- **TAREFAS A REALIZAR**:
1) Responda às perguntas abaixo com base no excerto sobre a vitória de Juliette Freire no BBB:
(a) Em que cidade nasceu Juliette Freire?
(b) Com que percentual dos votos ela venceu o programa?
(c) De que modo alguns participantes se referiram ao sotaque regional dela nas primeiras semanas?
2) Prossiga a redação do excerto sobre a vitória de Juliette Freire no BBB a partir do ponto em que ele termina.

- **EXCERTO**:
-*-*-

Por Durval Muniz de Albuquerque Jr
O regionalismo nordestino mostrou, mais uma vez, seu poder de mobilização. A paraibana Juliette Freire, nascida em Campina Grande, moradora de João Pessoa, venceu o BBB com mais de 90% dos votos. Numa edição planejada para contar com participantes que representassem as pautas identitárias (identidades étnica, de gênero, de orientação sexual), a advogada e maquiadora foi escolhida para e escolheu encarnar a identidade regional nordestina.
Como parte da novela mais barata e lucrativa exibida pela Rede Globo, já que conta com atores que representam personagens, que criam dramas e enredos, que criam cenas e encenações, sem serem remunerados, numa explícita exploração do trabalho, tolerada e legitimada, pois é um concurso, existe um prêmio em dinheiro e os participantes são voluntários, a moça branca, heterossexual, urbana, de classe média baixa, resolveu encarnar a personagem de nordestina.
Logo nas primeiras semanas do programa, aconteceu o que possivelmente esperasse: sua falação constante sobre si mesma, sobre sua vida, sobre sua trajetória, irritou dados participantes, que se referiram a seu sotaque regional de maneira pejorativa. Estava dado o passo decisivo para seu sucesso no programa.
Ao atacar Juliette justamente pelo que seria seu traço de regionalidade, os concorrentes deram a ela o trunfo que precisava para fazer todo seu marketing, tão bem conduzido por uma equipe de divulgadores nas redes sociais, que fizeram desse episódio o ponto de partida, o toque dos clarins para a mobilização regionalista.
Juliette conseguiu o que queria, passou a ser vista pelos nordestinos como sua representante, hostilizada e vítima de preconceito, uma verdadeira nordestina, orgulhosa de suas raízes e de suas origens.
A narrativa constante de sua trajetória de superação, de ascensão social através da educação, de resistência à discriminação das mulheres, tornou a sua personagem crível, em meio a tantas outras personagens que foram se desintegrando ao longo do programa. Sua personagem foi sendo vista como autêntica, como se alguém pudesse ser autêntico num palco, vigiado por câmeras até no banheiro, submetidos a uma situação totalmente artificial.

-*-*-

- **LINHAS FORNECIDAS**:
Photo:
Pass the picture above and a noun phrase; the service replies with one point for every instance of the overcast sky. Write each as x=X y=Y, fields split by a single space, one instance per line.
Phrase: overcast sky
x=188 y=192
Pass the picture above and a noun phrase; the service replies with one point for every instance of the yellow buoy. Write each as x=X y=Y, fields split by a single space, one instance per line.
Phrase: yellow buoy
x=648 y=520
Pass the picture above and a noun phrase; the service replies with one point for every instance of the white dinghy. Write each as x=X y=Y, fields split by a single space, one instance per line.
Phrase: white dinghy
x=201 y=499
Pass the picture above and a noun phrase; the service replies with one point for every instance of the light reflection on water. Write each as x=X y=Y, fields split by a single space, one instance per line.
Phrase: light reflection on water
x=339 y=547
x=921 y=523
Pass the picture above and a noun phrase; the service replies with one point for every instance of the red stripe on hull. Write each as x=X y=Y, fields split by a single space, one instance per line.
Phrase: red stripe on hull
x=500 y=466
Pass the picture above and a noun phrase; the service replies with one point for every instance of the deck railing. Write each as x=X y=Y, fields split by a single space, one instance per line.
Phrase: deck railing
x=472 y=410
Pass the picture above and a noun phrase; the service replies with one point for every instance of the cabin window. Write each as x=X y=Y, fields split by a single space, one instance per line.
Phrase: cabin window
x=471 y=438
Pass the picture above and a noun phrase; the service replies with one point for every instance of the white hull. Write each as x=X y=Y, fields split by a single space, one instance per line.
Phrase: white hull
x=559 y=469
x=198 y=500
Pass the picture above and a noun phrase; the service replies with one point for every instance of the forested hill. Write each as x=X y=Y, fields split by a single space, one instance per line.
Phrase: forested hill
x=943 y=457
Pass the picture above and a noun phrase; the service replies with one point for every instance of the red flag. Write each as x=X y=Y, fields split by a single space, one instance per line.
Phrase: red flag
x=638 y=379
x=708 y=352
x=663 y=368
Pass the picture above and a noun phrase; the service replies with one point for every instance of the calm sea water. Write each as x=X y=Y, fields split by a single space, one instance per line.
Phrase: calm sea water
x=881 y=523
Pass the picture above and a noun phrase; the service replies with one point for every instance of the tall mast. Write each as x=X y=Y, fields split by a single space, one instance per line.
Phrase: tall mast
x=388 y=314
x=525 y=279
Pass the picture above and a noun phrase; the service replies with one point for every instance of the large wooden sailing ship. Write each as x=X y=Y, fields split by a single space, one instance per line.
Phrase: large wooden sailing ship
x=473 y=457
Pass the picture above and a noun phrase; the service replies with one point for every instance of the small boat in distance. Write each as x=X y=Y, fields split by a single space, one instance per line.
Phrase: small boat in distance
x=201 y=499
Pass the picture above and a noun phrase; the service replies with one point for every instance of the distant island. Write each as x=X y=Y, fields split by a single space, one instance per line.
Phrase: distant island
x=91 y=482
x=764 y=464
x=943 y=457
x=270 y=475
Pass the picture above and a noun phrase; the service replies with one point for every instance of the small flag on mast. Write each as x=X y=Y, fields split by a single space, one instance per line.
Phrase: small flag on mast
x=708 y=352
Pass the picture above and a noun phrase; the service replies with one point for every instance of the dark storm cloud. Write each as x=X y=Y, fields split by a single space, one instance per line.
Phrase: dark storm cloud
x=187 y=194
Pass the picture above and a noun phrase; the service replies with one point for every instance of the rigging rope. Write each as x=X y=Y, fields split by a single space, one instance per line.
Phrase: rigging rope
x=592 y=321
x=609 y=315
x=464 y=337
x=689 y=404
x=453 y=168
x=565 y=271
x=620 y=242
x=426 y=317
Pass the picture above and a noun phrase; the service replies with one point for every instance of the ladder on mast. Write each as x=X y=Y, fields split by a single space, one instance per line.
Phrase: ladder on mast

-*-*-

- **RESPOSTAS REDIGIDAS**:
1)
(a) Em Campina Grande.
(b) Com mais de 90% dos votos.
(c) De maneira pejorativa.

2)
Num programa baseado em rituais de satisfação e sofrimento, em que verdadeiras torturas físicas e psicológicas são vivenciadas pelos participantes e assistidas com entusiasmo por um país onde a prática da tortura é naturalizada, a conexão de Juliette ao imaginário do sofrimento e da resistência às dificuldades, que caracteriza o personagem do nordestino, foi decisiva.
Ela passou a contar com milhões de seguidores nas redes sociais, que se identificaram com a narrativa que construiu e sustentou o personagem Juliette, que ela soube vender e representar como ninguém.
Numa novela da vida, venceu a melhor atriz, a que construiu o personagem mais genérico, aquele capaz de mobilizar amplos setores da sociedade, o que outros não conseguiram. Aquela capaz de ser passável para a sociedade estruturalmente racista, homofóbica, machista, misógina, que o programa só fez explicitar e reafirmar.
Embora seja uma moça urbana, vivendo numa cidade moderna, num bairro próximo ao mar, exercendo profissões liberais voltadas para um público citadino e privilegiado, a propaganda de Juliette soube mobilizar todos os signos clássicos e estereotipados do ser nordestino: passou a circular nas redes sociais seu avatar vestido de chapéu de cangaceiro, em meio a uma paisagem desolada, marcada pela terra seca, o sol e os cactos.
Ela, que fez questão de tornar seu personagem crível falando em comidas regionais, em manifestações culturais folclóricas e interpretando, como uma boa cantora – possivelmente sua verdadeira aspiração artística -, músicas de Alceu Valença e Chico César, que logo tornou-se seu seguidor, tornou-se motivo de versos de cordel e representações em que aparecia transformada em uma mulher cacto, com um colante verde brilhante, que mais parecia uma cobra verde.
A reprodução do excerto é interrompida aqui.